● **Source extract**
- - - - -
In practice, as the liner is inflated, because of its axial length limitation, it stretches and bulges radially inwardly. Thus, the transmural pressure of the liner is directed in the radially outward direction (i.e., away from the heart), such that the pressure applied to the heart is less than the pressure applied to the liner. In addition, due to the bulging of the liner, the heart is deformed into a generally hour-glass shape. In other words, the outer central portions of the ventricles of the heart are deformed inwardly from their normally convex shape into concave shapes (i.e., the heart is indented). Thus, there is not a uniform application of pressure to the outer walls of the ventricles. In addition, a transmural pressure of the indented portion of the heart wall is directed in the radially outward direction and, thus, is subtracted from the fluid pressure that is applied by the liner to the outer surface of the heart. Thus, this transmural pressure is also subtracted from the fluid pressure that is applied within the liner. In other words, the heart wall itself is fighting against the externally applied force. Thus, the externally applied force in devices such as that disclosed in Anstadt does not cooperate with the heart's own natural compressive forces during the systolic phase. It actually fights against the heart's natural motion even when the pressure is applied in synchrony with the natural systolic phase of the heart. As a result, the fluid pressure applied within the liner must overcome the transmural pressure created both in the liner and in the heart wall. Therefore, a relatively high pressure must be applied within the liner (e.g., 150-200 mm Hg) to achieve assistance in circulation support.
Thus, the prior art devices suffer from the further shortcoming that they apply pressure to the heart in a nonuniform manner. Such liners are made from a silicone rubber elastomer, which, when inflated, are inherently distended and assume an inwardly convex shape (as shown in FIG. 9 of the '804 Patent). As a result, those devices cause the heart to indent in its center portion, while allowing the heart ventricles to remain expanded at their upper and lower portions. Therefore, the prior art devices inefficiently assist in pumping blood to and from the heart. As a result, substantial pressure needs to be applied to the inner side of the liner (i.e., P.sub.in) to effectuate displacement of the blood from the ventricles. A considerable portion of the pressure that is applied to the inner side of the liner is wasted because, as described above, transmural pressure is created in the liner and the heart wall.
Another shortcoming inherent in the prior art devices results from the fact that relatively high pressures are applied almost exclusively to the central portion of the ventricles' outer surfaces. This causes the heart to deform into an unnatural shape and may even eventually cause trauma (e.g., bruises) to the heart, especially if one of those devices is operated for an extended period of time.
Several prior art devices apply a vacuum pressure to a relatively small area in the lower portion of the cup to prevent the heart from being ejected from the cup during the systolic compressing phase. The application of a relatively large vacuum to such a small surface of the heart, especially in view of the large external force that needs to be applied to perform the holding function, causes further trauma to the heart.
- - - - -
● **Information given**
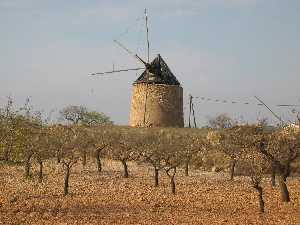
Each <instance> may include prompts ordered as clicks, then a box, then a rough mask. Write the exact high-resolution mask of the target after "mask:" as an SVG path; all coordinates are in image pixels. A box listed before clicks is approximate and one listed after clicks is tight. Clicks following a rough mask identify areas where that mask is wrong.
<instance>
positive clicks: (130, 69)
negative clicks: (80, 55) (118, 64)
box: [90, 68, 145, 76]
mask: <svg viewBox="0 0 300 225" xmlns="http://www.w3.org/2000/svg"><path fill="white" fill-rule="evenodd" d="M144 69H145V68H131V69H122V70H111V71H106V72H97V73H91V74H90V75H91V76H95V75H105V74H112V73H120V72H127V71H137V70H144Z"/></svg>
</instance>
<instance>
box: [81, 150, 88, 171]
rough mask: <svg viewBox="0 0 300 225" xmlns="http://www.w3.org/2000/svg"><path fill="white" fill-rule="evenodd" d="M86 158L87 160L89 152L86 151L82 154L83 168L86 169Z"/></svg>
mask: <svg viewBox="0 0 300 225" xmlns="http://www.w3.org/2000/svg"><path fill="white" fill-rule="evenodd" d="M86 158H87V152H86V151H85V150H84V151H83V152H82V166H83V167H85V166H86Z"/></svg>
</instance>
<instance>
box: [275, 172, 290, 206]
mask: <svg viewBox="0 0 300 225" xmlns="http://www.w3.org/2000/svg"><path fill="white" fill-rule="evenodd" d="M278 184H279V187H280V193H281V200H282V201H283V202H289V201H290V193H289V190H288V188H287V185H286V177H284V175H280V176H279V177H278Z"/></svg>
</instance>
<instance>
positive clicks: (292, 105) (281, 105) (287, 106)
mask: <svg viewBox="0 0 300 225" xmlns="http://www.w3.org/2000/svg"><path fill="white" fill-rule="evenodd" d="M277 106H278V107H300V105H293V104H292V105H290V104H281V105H277Z"/></svg>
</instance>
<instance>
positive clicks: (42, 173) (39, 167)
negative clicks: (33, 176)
mask: <svg viewBox="0 0 300 225" xmlns="http://www.w3.org/2000/svg"><path fill="white" fill-rule="evenodd" d="M39 182H40V183H42V182H43V161H42V160H39Z"/></svg>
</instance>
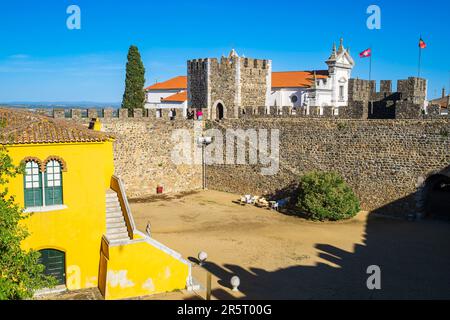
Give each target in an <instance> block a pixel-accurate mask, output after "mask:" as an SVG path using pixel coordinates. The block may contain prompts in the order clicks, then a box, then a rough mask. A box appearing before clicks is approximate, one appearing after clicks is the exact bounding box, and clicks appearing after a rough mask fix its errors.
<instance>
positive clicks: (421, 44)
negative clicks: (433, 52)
mask: <svg viewBox="0 0 450 320" xmlns="http://www.w3.org/2000/svg"><path fill="white" fill-rule="evenodd" d="M426 47H427V44H426V43H425V41H423V39H422V37H421V38H420V40H419V48H420V49H425V48H426Z"/></svg>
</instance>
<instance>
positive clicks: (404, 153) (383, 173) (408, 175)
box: [207, 118, 450, 214]
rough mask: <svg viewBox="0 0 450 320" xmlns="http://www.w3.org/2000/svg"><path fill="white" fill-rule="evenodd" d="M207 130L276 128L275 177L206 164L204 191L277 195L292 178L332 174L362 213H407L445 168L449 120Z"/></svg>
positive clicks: (270, 119)
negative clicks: (418, 197) (346, 185)
mask: <svg viewBox="0 0 450 320" xmlns="http://www.w3.org/2000/svg"><path fill="white" fill-rule="evenodd" d="M210 126H212V127H214V128H217V129H220V130H225V129H226V128H235V129H236V128H240V129H248V128H253V129H279V130H280V171H279V172H278V174H276V175H275V176H263V175H261V173H260V169H261V166H260V165H253V166H250V165H211V166H208V168H207V180H208V186H209V188H211V189H216V190H221V191H227V192H233V193H238V194H248V193H251V194H257V195H273V194H276V193H283V190H285V188H288V187H289V186H290V185H291V184H292V183H293V182H295V181H296V177H298V176H299V175H302V174H304V173H307V172H309V171H313V170H320V171H333V170H334V171H337V172H339V173H340V174H341V175H342V176H343V177H344V178H345V180H346V181H347V182H348V183H349V184H350V186H351V187H352V188H353V189H354V190H355V192H356V193H357V194H358V195H359V197H360V199H361V201H362V207H363V209H365V210H376V209H379V208H383V209H382V211H383V213H394V214H395V213H397V214H399V213H401V214H407V213H409V212H414V211H415V210H417V207H416V205H417V204H416V201H415V198H414V196H413V195H414V192H416V190H417V187H418V183H419V182H418V181H422V182H423V180H424V179H425V178H426V177H427V175H429V174H431V173H432V172H435V171H439V170H441V169H443V168H445V167H447V166H448V165H449V164H450V152H449V150H450V137H449V132H450V121H449V120H448V119H447V120H445V119H444V120H433V121H430V120H324V119H301V118H297V119H292V118H291V119H288V118H284V119H283V118H277V119H250V120H245V119H238V120H237V119H236V120H227V121H224V122H222V123H215V122H212V123H211V124H210ZM265 167H266V166H265Z"/></svg>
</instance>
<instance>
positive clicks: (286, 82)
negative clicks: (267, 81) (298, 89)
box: [272, 70, 328, 88]
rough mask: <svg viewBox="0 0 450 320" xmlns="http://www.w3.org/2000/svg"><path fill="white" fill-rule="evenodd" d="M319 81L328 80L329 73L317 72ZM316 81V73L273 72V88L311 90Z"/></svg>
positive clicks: (319, 70)
mask: <svg viewBox="0 0 450 320" xmlns="http://www.w3.org/2000/svg"><path fill="white" fill-rule="evenodd" d="M316 77H317V79H326V78H328V71H326V70H318V71H316ZM313 81H314V71H286V72H272V88H309V87H311V85H312V84H313Z"/></svg>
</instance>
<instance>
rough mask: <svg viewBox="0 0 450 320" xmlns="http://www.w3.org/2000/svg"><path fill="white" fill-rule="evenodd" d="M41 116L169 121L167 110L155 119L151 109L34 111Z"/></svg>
mask: <svg viewBox="0 0 450 320" xmlns="http://www.w3.org/2000/svg"><path fill="white" fill-rule="evenodd" d="M32 111H33V112H36V113H38V114H41V115H45V116H48V117H51V118H55V119H67V120H86V121H90V120H92V119H119V120H120V119H143V120H145V119H154V120H155V121H165V120H169V111H170V110H169V109H162V110H161V117H157V114H156V110H153V109H134V110H132V111H131V112H130V111H129V110H128V109H115V108H102V109H100V108H97V109H94V108H91V109H83V108H74V109H63V108H47V109H34V110H32ZM175 120H176V121H181V120H182V121H188V119H186V118H184V117H181V116H179V117H175Z"/></svg>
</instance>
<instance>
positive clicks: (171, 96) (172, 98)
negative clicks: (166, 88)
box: [161, 91, 187, 102]
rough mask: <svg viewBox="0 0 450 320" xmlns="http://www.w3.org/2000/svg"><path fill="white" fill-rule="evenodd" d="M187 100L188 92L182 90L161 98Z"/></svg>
mask: <svg viewBox="0 0 450 320" xmlns="http://www.w3.org/2000/svg"><path fill="white" fill-rule="evenodd" d="M186 100H187V92H186V91H181V92H178V93H176V94H174V95H171V96H169V97H167V98H164V99H162V100H161V102H185V101H186Z"/></svg>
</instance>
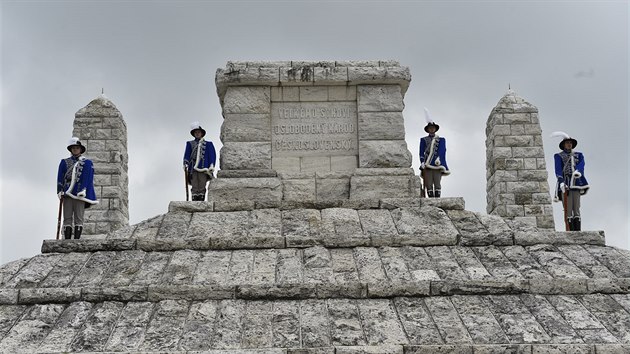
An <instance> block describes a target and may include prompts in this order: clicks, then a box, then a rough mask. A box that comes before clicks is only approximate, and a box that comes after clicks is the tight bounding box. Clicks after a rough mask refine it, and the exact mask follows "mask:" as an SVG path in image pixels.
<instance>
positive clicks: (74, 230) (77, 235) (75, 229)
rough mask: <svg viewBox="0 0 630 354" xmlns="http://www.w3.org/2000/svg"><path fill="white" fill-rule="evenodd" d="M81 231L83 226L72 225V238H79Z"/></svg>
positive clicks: (80, 236)
mask: <svg viewBox="0 0 630 354" xmlns="http://www.w3.org/2000/svg"><path fill="white" fill-rule="evenodd" d="M82 232H83V226H75V227H74V239H75V240H78V239H80V238H81V233H82Z"/></svg>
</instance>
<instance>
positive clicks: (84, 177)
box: [57, 137, 98, 240]
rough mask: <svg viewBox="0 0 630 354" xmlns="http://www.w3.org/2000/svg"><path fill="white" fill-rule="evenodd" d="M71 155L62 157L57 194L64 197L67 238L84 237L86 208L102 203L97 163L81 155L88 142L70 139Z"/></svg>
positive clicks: (57, 181) (63, 206) (84, 152)
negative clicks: (100, 197)
mask: <svg viewBox="0 0 630 354" xmlns="http://www.w3.org/2000/svg"><path fill="white" fill-rule="evenodd" d="M68 151H70V153H71V154H72V155H71V156H70V157H68V158H66V159H63V160H61V162H60V163H59V169H58V171H57V195H58V196H59V198H60V199H63V235H64V238H65V239H71V238H72V230H73V226H74V238H75V239H77V240H78V239H80V238H81V233H82V232H83V214H84V212H85V208H89V207H90V206H91V205H93V204H96V203H98V201H97V200H96V193H95V192H94V166H93V164H92V161H90V160H88V159H86V158H85V157H84V156H81V155H82V154H83V153H85V145H83V144H81V142H80V141H79V138H76V137H73V138H72V139H70V141H69V142H68Z"/></svg>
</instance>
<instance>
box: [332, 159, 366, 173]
mask: <svg viewBox="0 0 630 354" xmlns="http://www.w3.org/2000/svg"><path fill="white" fill-rule="evenodd" d="M358 167H359V159H358V157H357V156H331V157H330V170H331V171H332V172H353V171H354V170H356V169H357V168H358Z"/></svg>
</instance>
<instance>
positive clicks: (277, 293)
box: [0, 278, 630, 305]
mask: <svg viewBox="0 0 630 354" xmlns="http://www.w3.org/2000/svg"><path fill="white" fill-rule="evenodd" d="M514 294H536V295H558V294H566V295H586V294H630V278H598V279H561V280H558V279H556V280H554V281H553V282H550V281H549V280H548V279H528V280H518V281H514V280H501V281H498V280H427V281H409V282H404V283H402V282H390V281H386V282H380V283H365V282H347V283H336V284H329V283H286V284H246V283H243V284H238V285H235V284H209V285H190V284H180V285H162V284H160V285H145V286H142V285H130V286H89V287H65V288H20V289H0V305H32V304H45V303H72V302H75V301H89V302H104V301H125V302H127V301H150V302H157V301H162V300H195V301H203V300H229V299H244V300H305V299H380V298H393V297H401V296H423V297H426V296H451V295H514Z"/></svg>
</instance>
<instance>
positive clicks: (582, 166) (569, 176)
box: [553, 151, 590, 195]
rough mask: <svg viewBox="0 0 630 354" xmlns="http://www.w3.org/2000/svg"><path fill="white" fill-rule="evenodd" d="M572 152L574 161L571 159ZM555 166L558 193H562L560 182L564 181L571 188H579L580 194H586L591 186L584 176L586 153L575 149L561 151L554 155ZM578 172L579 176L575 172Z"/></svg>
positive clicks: (561, 193) (558, 194) (565, 184)
mask: <svg viewBox="0 0 630 354" xmlns="http://www.w3.org/2000/svg"><path fill="white" fill-rule="evenodd" d="M571 154H572V155H573V161H571ZM553 159H554V166H555V172H556V178H557V179H558V183H557V188H556V190H557V192H558V195H561V194H562V191H560V183H564V184H565V185H566V186H567V187H569V189H572V190H579V191H580V194H586V192H587V191H588V189H589V188H590V186H589V185H588V181H587V180H586V177H585V176H584V154H582V153H581V152H577V151H573V152H572V153H571V152H568V151H561V152H559V153H557V154H555V155H553ZM575 171H577V172H578V176H579V177H578V176H576V175H575V174H574V172H575Z"/></svg>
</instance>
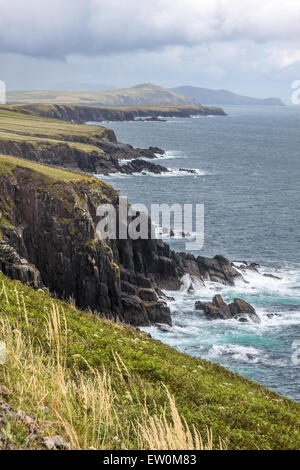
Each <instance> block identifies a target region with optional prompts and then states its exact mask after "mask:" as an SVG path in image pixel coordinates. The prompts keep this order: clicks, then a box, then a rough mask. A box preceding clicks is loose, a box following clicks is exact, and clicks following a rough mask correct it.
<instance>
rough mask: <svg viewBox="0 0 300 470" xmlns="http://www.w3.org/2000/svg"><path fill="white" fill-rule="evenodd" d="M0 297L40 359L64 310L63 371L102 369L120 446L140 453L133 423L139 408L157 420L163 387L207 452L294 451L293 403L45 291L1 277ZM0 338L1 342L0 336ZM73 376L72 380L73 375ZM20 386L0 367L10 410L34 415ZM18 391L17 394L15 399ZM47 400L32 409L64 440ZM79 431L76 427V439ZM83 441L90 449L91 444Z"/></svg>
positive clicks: (109, 447) (137, 439) (0, 314)
mask: <svg viewBox="0 0 300 470" xmlns="http://www.w3.org/2000/svg"><path fill="white" fill-rule="evenodd" d="M0 292H1V294H0V317H1V318H2V319H3V318H7V319H8V320H9V322H10V324H11V326H12V328H13V329H14V330H15V331H21V332H22V335H24V336H25V337H26V336H27V337H28V335H29V334H30V333H31V338H32V340H31V341H33V342H34V343H35V344H37V345H39V348H40V350H42V351H43V354H45V357H47V354H50V352H51V351H50V350H49V340H48V339H47V337H48V335H47V334H46V330H47V325H48V323H49V320H47V313H48V312H50V310H51V309H52V308H53V303H54V304H55V305H56V306H57V307H58V309H60V311H62V310H64V313H65V317H66V322H67V327H66V329H67V331H68V342H67V346H66V364H67V370H68V371H69V372H71V371H72V370H73V368H74V367H76V368H77V369H79V371H80V372H79V376H80V374H81V375H82V374H86V373H89V370H90V369H89V368H90V367H92V368H93V370H94V371H95V370H98V371H102V368H103V365H104V366H105V367H106V369H107V371H108V372H109V374H110V376H111V386H112V390H113V393H114V394H115V397H116V401H115V405H114V406H115V412H116V414H117V416H118V419H119V421H120V423H119V424H120V429H123V430H125V429H126V430H127V429H128V427H129V428H130V430H131V431H130V432H128V436H127V437H126V438H125V437H124V438H123V439H124V442H125V446H126V448H137V447H141V444H139V442H138V439H137V437H136V436H135V434H134V431H133V430H134V429H135V428H136V426H137V422H138V420H141V419H142V415H143V413H144V411H143V409H144V404H146V405H147V409H148V410H149V413H150V414H158V415H159V413H160V412H161V410H162V409H163V408H164V407H165V404H166V401H167V398H166V391H165V388H164V387H163V384H165V385H166V386H167V387H168V389H169V390H170V392H171V393H172V394H173V395H174V396H175V400H176V404H177V407H178V410H179V412H180V414H181V415H182V416H183V417H184V418H185V419H186V420H187V423H188V425H189V426H191V425H195V426H196V428H197V429H198V430H199V431H200V432H201V433H202V435H204V436H205V434H206V427H207V426H208V427H209V428H210V429H211V430H212V432H213V436H214V439H215V444H214V446H217V445H218V444H217V443H218V439H219V438H221V439H222V440H223V442H226V446H227V448H230V449H231V448H232V449H255V448H259V449H297V448H298V449H299V447H300V431H299V430H300V406H299V405H298V404H296V403H293V402H292V401H290V400H288V399H285V398H282V397H279V396H278V395H276V394H275V393H272V392H270V391H268V390H266V389H265V388H263V387H262V386H260V385H258V384H255V383H253V382H251V381H249V380H247V379H245V378H242V377H240V376H239V375H237V374H233V373H231V372H229V371H227V370H226V369H223V368H222V367H220V366H218V365H215V364H212V363H208V362H205V361H203V360H201V359H197V358H193V357H190V356H188V355H185V354H182V353H179V352H177V351H175V350H174V349H172V348H170V347H168V346H166V345H163V344H162V343H160V342H158V341H154V340H152V339H150V338H148V337H147V336H146V335H145V334H143V333H139V332H136V331H134V330H132V329H126V328H124V327H122V326H121V325H118V324H113V323H111V322H109V321H107V320H104V319H99V318H97V317H95V316H93V315H91V314H88V313H82V312H79V311H77V310H76V309H75V308H74V307H71V306H70V305H68V304H65V303H63V302H60V301H58V300H53V299H51V298H50V297H49V296H48V294H47V293H46V292H44V291H34V290H32V289H31V288H29V287H26V286H24V285H21V284H20V283H18V282H15V281H10V280H8V279H7V278H5V276H4V275H2V274H1V273H0ZM1 334H2V335H3V332H2V333H1ZM1 339H2V340H5V338H3V337H2V338H1V337H0V340H1ZM15 348H16V347H14V349H15ZM10 353H11V354H12V353H13V352H12V351H11V352H9V351H8V356H9V354H10ZM116 358H118V359H117V360H116ZM44 360H46V359H44ZM122 361H123V362H122ZM10 367H11V368H12V370H10V369H9V368H10ZM71 373H72V372H71ZM14 374H15V375H14ZM24 374H25V373H24ZM76 377H77V379H76V380H79V379H78V373H77V376H76ZM20 382H22V376H20V375H19V374H16V373H15V372H14V366H13V365H11V366H10V361H8V364H7V366H0V383H2V384H4V385H6V386H8V387H9V388H10V390H11V391H12V392H13V394H12V396H11V398H10V404H11V405H12V406H14V407H15V408H16V409H18V407H20V406H21V407H22V409H23V410H25V411H26V412H27V413H36V412H37V410H36V406H37V404H36V401H35V400H36V399H35V398H34V396H37V395H38V394H39V392H38V391H37V389H36V384H35V388H34V387H33V385H32V384H30V383H29V384H27V385H26V384H23V385H22V384H20ZM25 385H26V386H25ZM41 385H42V384H41ZM43 385H44V389H45V390H47V387H49V389H50V388H51V387H50V385H47V384H46V385H45V384H43ZM20 387H21V389H22V390H23V393H22V396H21V397H20V392H19V389H20ZM33 392H34V394H33ZM43 393H44V391H43ZM43 393H42V392H41V397H42V396H43ZM56 393H57V392H56ZM50 396H51V393H50V390H48V393H46V395H45V397H44V399H42V398H41V397H39V400H40V402H39V403H40V405H44V406H46V407H47V408H48V409H49V410H50V411H49V413H50V419H51V421H53V425H52V433H55V432H56V433H57V432H59V433H60V434H61V435H62V436H63V437H64V438H65V439H67V440H70V439H71V438H70V435H71V432H70V431H67V426H63V425H62V420H61V419H58V416H57V413H58V412H57V411H56V417H55V410H54V408H53V407H55V406H58V405H57V404H56V405H54V402H52V400H53V399H52V400H50ZM54 401H55V400H54ZM76 405H77V404H76ZM76 405H75V404H74V403H73V406H75V409H76V410H75V411H76V415H77V416H78V419H79V420H81V419H82V418H81V415H80V413H81V412H82V409H81V408H80V407H79V408H78V407H77V408H76ZM79 405H80V403H78V406H79ZM81 406H83V405H81ZM53 410H54V411H53ZM63 413H64V410H63V409H60V411H59V414H60V415H62V414H63ZM66 413H67V412H66ZM111 413H113V411H111ZM38 419H39V421H38V422H39V424H40V425H41V426H42V427H43V418H42V417H40V415H39V414H38ZM48 419H49V416H48ZM74 419H75V418H74ZM85 419H88V418H87V417H86V418H85ZM75 421H76V420H75ZM148 421H149V418H148ZM73 426H74V427H75V428H76V429H77V428H78V427H79V428H80V423H77V422H74V423H73ZM107 426H108V425H107ZM110 426H112V428H110V429H106V432H105V433H104V434H105V436H106V437H105V436H102V437H103V439H104V440H103V439H102V437H101V439H100V440H101V442H102V444H101V446H102V447H101V446H100V447H101V448H105V447H106V448H110V447H112V446H113V447H116V446H117V447H118V444H117V443H116V442H115V441H113V440H112V435H113V434H114V432H116V431H115V428H114V427H113V425H112V423H111V424H110ZM81 432H83V431H80V429H78V436H79V437H78V436H77V440H78V439H79V441H80V439H81V437H80V436H81V434H80V433H81ZM120 432H121V431H120ZM12 434H13V439H15V440H16V441H15V442H16V443H17V445H18V446H21V447H22V446H24V432H23V431H22V432H21V431H18V432H17V434H16V435H14V433H12ZM22 436H23V437H22ZM86 439H87V438H86ZM71 441H72V439H71ZM75 441H76V439H75V438H74V442H75ZM72 442H73V441H72ZM80 442H81V441H80ZM85 442H88V443H89V444H90V442H91V441H89V440H86V441H85ZM92 442H94V441H92ZM84 445H88V444H81V447H82V446H84ZM144 446H145V444H144ZM75 447H76V446H75ZM77 447H78V446H77Z"/></svg>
- - - - -
● **What to work on**
1. Repeat from the passage on prior-art heart assist devices the portion starting with "Another shortcoming inherent" and going on through "to the heart.".
2. Answer these questions using the passage on prior-art heart assist devices.
(a) What material are the prior-art liners made from?
(b) What pressure range is given as an example of the relatively high pressure that must be applied within the liner?
(c) What example of trauma to the heart does the passage give?

● **Outputs for the tasks**
1.
Another shortcoming inherent in the prior art devices results from the fact that relatively high pressures are applied almost exclusively to the central portion of the ventricles' outer surfaces. This causes the heart to deform into an unnatural shape and may even eventually cause trauma (e.g., bruises) to the heart, especially if one of those devices is operated for an extended period of time.
Several prior art devices apply a vacuum pressure to a relatively small area in the lower portion of the cup to prevent the heart from being ejected from the cup during the systolic compressing phase. The application of a relatively large vacuum to such a small surface of the heart, especially in view of the large external force that needs to be applied to perform the holding function, causes further trauma to the heart.

2.
(a) A silicone rubber elastomer.
(b) 150-200 mm Hg.
(c) Bruises.